Your instructions:
In the heat exchanger text below, turn the paragraph beginning "Hybrid cooling equipment with both direct and indirect heat exchangers" into a bulleted list that keeps its main facts.

Text block:
COMPACT HEAT EXCHANGER DESIGN FOR HYBRID COOLING EQUIPMENT WITH ELONGATED HEADERS AND SHORTENED CIRCUITS

Abstract

A hybrid condenser or fluid cooler having an indirect heat exchange and a direct heat exchanger, in which tube circuits in the indirect heat exchanger are arranged parallel to the direction of air flow of a crossflow direct heat exchanger. The design features elongated fluid headers combined with multiple shortened circuits, resulting in a compact design that lowers the fluid pressure drop across the heat exchanger. This design creates an increased turbulence in relation to fluid flow, resulting in an increase in thermal performance.

Description

BACKGROUND OF THE INVENTION

Field of the Invention

The present invention relates to hybrid condensers and fluid coolers having both direct and indirect heat exchangers.

Description of the Background

Hybrid cooling equipment with both direct and indirect heat exchangers can be designed in either a counterflow or crossflow arrangement. In a conventional crossflow arrangement, the indirect heat exchanger circuits are perpendicular to the air inlet of the direct heat exchanger as shown in expired U.S. Pat. No. 5,816,318. This arrangement creates a long, narrow circuit arrangement that results in a high fluid pressure drop across the heat exchanger. Traditional methods used to reduce the pressure drop focus on revised coil headering and return bends designs, as shown in U.S. Pat. No. 11,150,037 B2. This leads to large diameter headers that are complicated and costly to manufacture and can create compliance concerns with industry components such as ASME. Customary designs also necessitate intricate bending which requires specialized manufacturing equipment for these parts and reduces the overall capacity of the heat exchanger.

SUMMARY OF THE INVENTION

The design of the present invention features a novel arrangement for cooling towers having a center plenum with flanking concurrent flow indirect and cross-flow direct heat exchanges in which the tube coils of the concurrent flow indirect heat exchangers are arranged so that the tube lengths are parallel to the to the air inlet of the crossflow direct heat exchanger. The new design, which consists of elongated fluid headers combined with multiple shortened circuits, creates a compact design that results in a lower fluid pressure drop across the heat exchanger. The design of the present invention also creates an increased turbulence in relation to fluid flow, resulting in an increase in thermal performance.

Available data:
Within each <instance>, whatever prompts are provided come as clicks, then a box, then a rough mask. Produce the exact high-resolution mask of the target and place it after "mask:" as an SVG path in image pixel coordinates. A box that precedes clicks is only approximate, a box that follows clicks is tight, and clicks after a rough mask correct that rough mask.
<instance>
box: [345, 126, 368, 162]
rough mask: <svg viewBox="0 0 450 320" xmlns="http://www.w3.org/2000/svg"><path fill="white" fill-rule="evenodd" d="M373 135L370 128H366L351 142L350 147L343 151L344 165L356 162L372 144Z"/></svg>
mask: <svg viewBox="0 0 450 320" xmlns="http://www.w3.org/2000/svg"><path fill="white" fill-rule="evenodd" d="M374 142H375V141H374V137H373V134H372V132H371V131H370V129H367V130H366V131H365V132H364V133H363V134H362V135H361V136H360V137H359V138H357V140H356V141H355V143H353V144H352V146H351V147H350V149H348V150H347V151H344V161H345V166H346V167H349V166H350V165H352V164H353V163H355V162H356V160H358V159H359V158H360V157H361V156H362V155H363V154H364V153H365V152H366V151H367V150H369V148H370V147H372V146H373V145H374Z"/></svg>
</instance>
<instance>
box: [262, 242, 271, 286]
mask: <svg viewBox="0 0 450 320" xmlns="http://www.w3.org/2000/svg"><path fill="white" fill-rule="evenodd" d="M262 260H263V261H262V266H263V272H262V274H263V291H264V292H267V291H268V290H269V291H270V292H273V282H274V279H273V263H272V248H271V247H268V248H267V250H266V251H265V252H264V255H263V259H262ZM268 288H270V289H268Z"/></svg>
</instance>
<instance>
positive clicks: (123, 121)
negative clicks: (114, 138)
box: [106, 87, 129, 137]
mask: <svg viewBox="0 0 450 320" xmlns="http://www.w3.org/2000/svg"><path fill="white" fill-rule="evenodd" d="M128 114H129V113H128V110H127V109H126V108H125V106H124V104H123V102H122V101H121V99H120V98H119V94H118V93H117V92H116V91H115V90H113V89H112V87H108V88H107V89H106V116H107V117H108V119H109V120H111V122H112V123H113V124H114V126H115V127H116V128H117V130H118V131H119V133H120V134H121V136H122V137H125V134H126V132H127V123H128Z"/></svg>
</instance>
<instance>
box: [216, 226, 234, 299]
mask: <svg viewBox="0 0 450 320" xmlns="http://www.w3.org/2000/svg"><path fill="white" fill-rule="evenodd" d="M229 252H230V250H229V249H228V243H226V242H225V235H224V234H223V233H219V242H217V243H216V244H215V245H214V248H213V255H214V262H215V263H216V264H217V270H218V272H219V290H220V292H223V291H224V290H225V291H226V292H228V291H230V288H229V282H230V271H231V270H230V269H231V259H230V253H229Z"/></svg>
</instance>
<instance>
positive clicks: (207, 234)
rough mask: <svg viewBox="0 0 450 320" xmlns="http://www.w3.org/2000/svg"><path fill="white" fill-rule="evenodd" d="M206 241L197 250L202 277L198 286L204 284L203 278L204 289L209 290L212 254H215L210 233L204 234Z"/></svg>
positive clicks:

Your solution:
- Hybrid cooling equipment with direct and indirect heat exchangers can be built in a counterflow or crossflow arrangement.
- In a conventional crossflow arrangement, the indirect heat exchanger circuits are perpendicular to the air inlet of the direct heat exchanger (expired U.S. Pat. No. 5,816,318).
- This produces long, narrow circuits and a high fluid pressure drop across the heat exchanger.
- Traditional ways to reduce the pressure drop revise coil headering and return bend designs (U.S. Pat. No. 11,150,037 B2).
- These methods lead to large-diameter headers that are complicated and costly to manufacture. They can also raise compliance concerns with industry components such as ASME.
- Customary designs require intricate bending, which needs specialized manufacturing equipment and reduces the heat exchanger's overall capacity.